Take the listing and print it in full, exactly as given.

Start of Records supplied

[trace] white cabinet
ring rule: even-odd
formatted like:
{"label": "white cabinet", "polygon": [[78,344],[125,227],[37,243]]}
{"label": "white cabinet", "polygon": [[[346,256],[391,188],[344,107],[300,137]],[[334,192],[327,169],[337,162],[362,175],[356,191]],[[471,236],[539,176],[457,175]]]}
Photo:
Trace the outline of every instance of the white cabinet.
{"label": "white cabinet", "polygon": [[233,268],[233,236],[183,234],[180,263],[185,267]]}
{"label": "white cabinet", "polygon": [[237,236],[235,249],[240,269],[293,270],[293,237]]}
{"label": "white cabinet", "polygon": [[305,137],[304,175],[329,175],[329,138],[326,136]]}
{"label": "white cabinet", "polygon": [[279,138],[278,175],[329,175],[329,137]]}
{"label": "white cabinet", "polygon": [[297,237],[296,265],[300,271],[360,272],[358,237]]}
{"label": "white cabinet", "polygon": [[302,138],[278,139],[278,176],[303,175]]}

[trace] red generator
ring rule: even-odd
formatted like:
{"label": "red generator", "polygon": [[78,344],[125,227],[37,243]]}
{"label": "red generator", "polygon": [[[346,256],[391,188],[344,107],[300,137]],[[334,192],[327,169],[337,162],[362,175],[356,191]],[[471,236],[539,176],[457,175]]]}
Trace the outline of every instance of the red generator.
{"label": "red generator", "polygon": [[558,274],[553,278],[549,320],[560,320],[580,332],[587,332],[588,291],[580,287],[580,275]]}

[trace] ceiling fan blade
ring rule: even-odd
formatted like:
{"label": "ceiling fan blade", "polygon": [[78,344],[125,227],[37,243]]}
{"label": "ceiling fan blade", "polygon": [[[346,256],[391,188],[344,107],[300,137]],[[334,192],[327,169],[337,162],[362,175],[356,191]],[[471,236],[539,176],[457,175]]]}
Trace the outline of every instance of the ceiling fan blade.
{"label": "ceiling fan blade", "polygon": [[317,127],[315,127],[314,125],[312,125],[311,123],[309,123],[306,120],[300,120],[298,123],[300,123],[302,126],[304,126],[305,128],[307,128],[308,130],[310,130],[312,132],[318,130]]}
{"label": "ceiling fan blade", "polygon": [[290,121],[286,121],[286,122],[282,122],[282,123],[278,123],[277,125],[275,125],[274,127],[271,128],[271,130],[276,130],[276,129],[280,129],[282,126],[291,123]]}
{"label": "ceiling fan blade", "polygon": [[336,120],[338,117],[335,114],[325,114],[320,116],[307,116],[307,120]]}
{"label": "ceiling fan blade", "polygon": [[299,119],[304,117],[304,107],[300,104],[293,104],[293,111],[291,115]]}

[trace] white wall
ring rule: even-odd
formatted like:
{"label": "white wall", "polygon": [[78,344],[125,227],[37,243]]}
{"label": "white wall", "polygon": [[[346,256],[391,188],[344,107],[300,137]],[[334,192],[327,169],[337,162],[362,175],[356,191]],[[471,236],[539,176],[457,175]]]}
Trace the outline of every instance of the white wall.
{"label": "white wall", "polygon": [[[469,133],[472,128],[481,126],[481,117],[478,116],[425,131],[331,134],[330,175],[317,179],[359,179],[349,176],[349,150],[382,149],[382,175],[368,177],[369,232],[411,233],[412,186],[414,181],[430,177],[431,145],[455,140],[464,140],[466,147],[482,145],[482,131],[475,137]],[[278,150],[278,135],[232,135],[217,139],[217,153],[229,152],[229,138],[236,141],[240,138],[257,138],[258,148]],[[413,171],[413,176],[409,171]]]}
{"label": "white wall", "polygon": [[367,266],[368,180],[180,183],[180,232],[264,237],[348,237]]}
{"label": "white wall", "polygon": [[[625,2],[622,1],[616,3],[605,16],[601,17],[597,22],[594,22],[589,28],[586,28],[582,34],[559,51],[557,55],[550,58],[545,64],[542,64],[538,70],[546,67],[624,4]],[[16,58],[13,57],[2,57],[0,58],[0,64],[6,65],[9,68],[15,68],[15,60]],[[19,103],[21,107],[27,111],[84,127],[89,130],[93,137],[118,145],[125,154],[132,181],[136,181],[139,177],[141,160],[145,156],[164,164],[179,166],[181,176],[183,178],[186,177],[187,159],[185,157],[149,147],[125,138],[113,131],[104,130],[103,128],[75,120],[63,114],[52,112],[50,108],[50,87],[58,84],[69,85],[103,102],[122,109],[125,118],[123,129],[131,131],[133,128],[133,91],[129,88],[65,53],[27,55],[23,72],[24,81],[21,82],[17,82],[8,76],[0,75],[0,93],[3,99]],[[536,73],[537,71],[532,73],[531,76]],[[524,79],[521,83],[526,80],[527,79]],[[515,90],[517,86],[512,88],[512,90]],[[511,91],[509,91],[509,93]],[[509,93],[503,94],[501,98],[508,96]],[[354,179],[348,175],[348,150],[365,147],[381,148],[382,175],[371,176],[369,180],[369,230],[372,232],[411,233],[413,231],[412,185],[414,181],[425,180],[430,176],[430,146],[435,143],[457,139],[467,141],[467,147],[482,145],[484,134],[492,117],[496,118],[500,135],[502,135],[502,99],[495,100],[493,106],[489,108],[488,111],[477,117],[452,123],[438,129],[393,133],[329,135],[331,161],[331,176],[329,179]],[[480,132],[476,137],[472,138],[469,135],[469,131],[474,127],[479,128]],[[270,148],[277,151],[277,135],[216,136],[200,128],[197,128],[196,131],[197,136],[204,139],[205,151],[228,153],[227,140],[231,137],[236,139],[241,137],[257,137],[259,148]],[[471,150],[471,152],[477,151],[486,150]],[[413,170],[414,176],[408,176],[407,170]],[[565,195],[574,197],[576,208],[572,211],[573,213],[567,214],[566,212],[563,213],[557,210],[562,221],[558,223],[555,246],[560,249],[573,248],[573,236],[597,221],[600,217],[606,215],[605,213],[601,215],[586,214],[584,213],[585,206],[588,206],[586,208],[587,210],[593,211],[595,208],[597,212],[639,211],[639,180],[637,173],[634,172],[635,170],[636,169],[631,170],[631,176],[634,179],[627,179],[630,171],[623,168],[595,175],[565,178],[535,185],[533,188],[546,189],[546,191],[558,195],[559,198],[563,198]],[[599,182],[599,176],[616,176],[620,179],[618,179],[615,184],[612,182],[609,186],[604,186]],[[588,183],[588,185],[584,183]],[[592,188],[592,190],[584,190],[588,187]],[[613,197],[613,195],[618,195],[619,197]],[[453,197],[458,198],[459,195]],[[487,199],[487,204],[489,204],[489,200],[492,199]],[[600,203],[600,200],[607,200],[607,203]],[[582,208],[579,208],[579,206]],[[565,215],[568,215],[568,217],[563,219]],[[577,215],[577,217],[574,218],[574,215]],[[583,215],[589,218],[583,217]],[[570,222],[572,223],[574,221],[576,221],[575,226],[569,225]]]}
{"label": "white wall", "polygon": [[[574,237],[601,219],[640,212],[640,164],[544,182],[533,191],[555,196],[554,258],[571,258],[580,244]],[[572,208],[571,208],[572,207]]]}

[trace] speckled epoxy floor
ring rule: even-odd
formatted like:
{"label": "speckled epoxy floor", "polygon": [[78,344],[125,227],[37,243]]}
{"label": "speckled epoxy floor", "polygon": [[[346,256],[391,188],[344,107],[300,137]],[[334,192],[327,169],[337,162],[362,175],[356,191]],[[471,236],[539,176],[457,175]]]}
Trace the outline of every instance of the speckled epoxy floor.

End of Records supplied

**Solution below**:
[trace] white cabinet
ring rule: even-odd
formatted like:
{"label": "white cabinet", "polygon": [[78,344],[125,227],[37,243]]}
{"label": "white cabinet", "polygon": [[[346,256],[391,188],[344,107],[300,137]],[[334,192],[327,169],[337,162],[362,175],[356,191]],[[471,236],[539,176],[457,175]]]}
Photo:
Trace the outline of every instance of the white cabinet.
{"label": "white cabinet", "polygon": [[233,268],[233,236],[183,234],[180,263],[185,267]]}
{"label": "white cabinet", "polygon": [[237,236],[235,249],[240,269],[293,270],[293,237]]}
{"label": "white cabinet", "polygon": [[305,137],[304,175],[329,175],[329,138],[326,136]]}
{"label": "white cabinet", "polygon": [[279,138],[278,175],[329,175],[329,137]]}
{"label": "white cabinet", "polygon": [[297,237],[296,265],[300,271],[360,272],[358,237]]}
{"label": "white cabinet", "polygon": [[302,138],[278,139],[278,176],[303,175]]}

[trace] red generator
ring rule: even-odd
formatted like:
{"label": "red generator", "polygon": [[78,344],[125,227],[37,243]]}
{"label": "red generator", "polygon": [[[346,256],[391,188],[344,107],[300,137]],[[334,192],[327,169],[337,162],[362,175],[356,191]],[[471,236],[539,176],[457,175]]]}
Trace the outline of every instance of the red generator.
{"label": "red generator", "polygon": [[558,274],[553,278],[549,320],[560,320],[580,332],[587,332],[588,291],[580,287],[580,275]]}

[trace] ceiling fan blade
ring rule: even-odd
formatted like:
{"label": "ceiling fan blade", "polygon": [[78,344],[125,227],[37,243]]}
{"label": "ceiling fan blade", "polygon": [[[346,256],[391,188],[344,107],[300,137]],[[334,192],[327,169],[337,162],[362,175],[356,191]],[[471,236],[539,176],[457,175]]]}
Trace the outline of every instance of the ceiling fan blade.
{"label": "ceiling fan blade", "polygon": [[317,127],[315,127],[314,125],[312,125],[311,123],[309,123],[306,120],[300,120],[298,123],[300,123],[302,126],[304,126],[305,128],[307,128],[308,130],[310,130],[312,132],[318,130]]}
{"label": "ceiling fan blade", "polygon": [[290,121],[286,121],[286,122],[282,122],[282,123],[278,123],[277,125],[275,125],[274,127],[271,128],[271,130],[276,130],[276,129],[280,129],[282,126],[291,123]]}
{"label": "ceiling fan blade", "polygon": [[336,120],[338,117],[335,114],[325,114],[320,116],[307,116],[307,120]]}
{"label": "ceiling fan blade", "polygon": [[299,119],[304,117],[304,107],[300,104],[293,104],[293,111],[291,115]]}

[trace] white wall
ring rule: even-odd
formatted like:
{"label": "white wall", "polygon": [[78,344],[125,227],[37,243]]}
{"label": "white wall", "polygon": [[[346,256],[391,188],[344,107],[300,137]],[[334,192],[327,169],[337,162],[362,175],[356,191]],[[471,236],[539,176],[457,175]]]}
Trace the outline of every instance of the white wall.
{"label": "white wall", "polygon": [[[469,133],[472,128],[481,126],[481,117],[478,116],[425,131],[331,134],[330,175],[317,179],[359,179],[349,176],[349,150],[382,149],[382,175],[368,177],[369,232],[411,233],[412,186],[414,181],[430,177],[431,145],[455,140],[464,140],[466,147],[482,145],[482,131],[475,137]],[[278,150],[278,135],[232,135],[217,139],[217,153],[229,152],[229,138],[236,141],[240,138],[257,138],[258,148]],[[413,171],[413,176],[409,171]]]}
{"label": "white wall", "polygon": [[367,266],[368,180],[180,183],[180,232],[264,237],[348,237]]}
{"label": "white wall", "polygon": [[[625,2],[622,1],[616,3],[605,16],[601,17],[597,22],[594,22],[589,28],[586,28],[582,34],[559,51],[557,55],[550,58],[545,64],[542,64],[538,70],[546,67],[624,4]],[[16,58],[13,57],[2,57],[0,58],[0,64],[6,65],[9,68],[15,68],[15,60]],[[19,103],[21,107],[27,111],[84,127],[89,130],[93,137],[118,145],[125,154],[132,181],[136,181],[139,177],[141,160],[145,156],[164,164],[179,166],[181,176],[183,178],[186,177],[187,159],[185,157],[149,147],[125,138],[113,131],[104,130],[103,128],[75,120],[63,114],[52,112],[50,108],[50,87],[58,84],[69,85],[103,102],[122,109],[125,118],[123,129],[131,131],[133,128],[133,91],[129,88],[65,53],[27,55],[23,72],[24,81],[21,82],[17,82],[8,76],[0,75],[0,93],[3,99]],[[536,73],[537,71],[532,73],[531,76]],[[524,79],[521,83],[526,80],[527,79]],[[515,90],[517,86],[512,88],[512,90]],[[511,91],[509,91],[509,93]],[[509,93],[503,94],[501,98],[508,96]],[[354,179],[348,175],[348,150],[365,147],[381,148],[382,175],[371,176],[369,180],[369,230],[372,232],[411,233],[413,231],[412,185],[414,181],[425,180],[430,176],[430,146],[435,143],[457,139],[467,141],[467,147],[482,145],[484,134],[492,117],[496,118],[500,135],[502,135],[502,99],[495,100],[493,106],[489,108],[488,111],[477,117],[452,123],[438,129],[393,133],[329,135],[331,161],[331,176],[329,179]],[[480,132],[476,137],[472,138],[469,135],[469,131],[474,127],[479,128]],[[270,148],[277,151],[277,135],[216,136],[200,128],[197,128],[196,131],[197,136],[204,139],[205,151],[228,153],[227,140],[231,137],[236,139],[241,137],[257,137],[259,148]],[[471,150],[471,152],[477,151],[486,150]],[[413,170],[414,176],[408,176],[407,170]],[[565,195],[574,197],[576,208],[572,211],[573,213],[567,214],[566,212],[563,213],[557,210],[562,221],[558,223],[555,246],[560,249],[573,248],[573,236],[597,221],[600,217],[606,215],[605,213],[601,215],[586,214],[584,213],[585,206],[588,206],[586,208],[587,210],[593,211],[595,208],[597,212],[639,211],[639,180],[637,173],[634,172],[635,170],[636,169],[631,170],[631,176],[634,179],[627,179],[630,171],[623,168],[595,175],[565,178],[535,185],[533,188],[546,189],[546,191],[558,195],[559,198],[563,198]],[[599,182],[599,176],[616,176],[620,179],[618,179],[615,184],[612,182],[609,186],[604,186]],[[588,183],[588,185],[584,183]],[[592,188],[592,190],[584,190],[588,187]],[[613,197],[613,195],[618,195],[619,197]],[[453,197],[458,198],[459,195]],[[487,199],[487,204],[489,204],[489,200],[492,199]],[[600,203],[600,200],[607,200],[607,203]],[[582,208],[579,208],[579,206]],[[565,215],[568,215],[568,217],[563,219]],[[577,215],[577,217],[574,218],[574,215]],[[583,215],[589,218],[583,217]],[[570,222],[572,223],[574,221],[576,221],[575,226],[569,225]]]}
{"label": "white wall", "polygon": [[[574,237],[601,219],[640,212],[640,164],[544,182],[533,191],[555,196],[554,258],[571,258],[580,244]],[[572,208],[571,208],[572,207]]]}

[trace] speckled epoxy floor
ring rule: even-odd
formatted like:
{"label": "speckled epoxy floor", "polygon": [[78,344],[125,227],[37,243]]}
{"label": "speckled epoxy floor", "polygon": [[[346,256],[391,188],[344,107],[300,137]],[[334,192],[327,169],[337,162],[362,175],[356,191]],[[471,236],[539,176],[457,175]]]}
Trace the outline of every instance of the speckled epoxy floor.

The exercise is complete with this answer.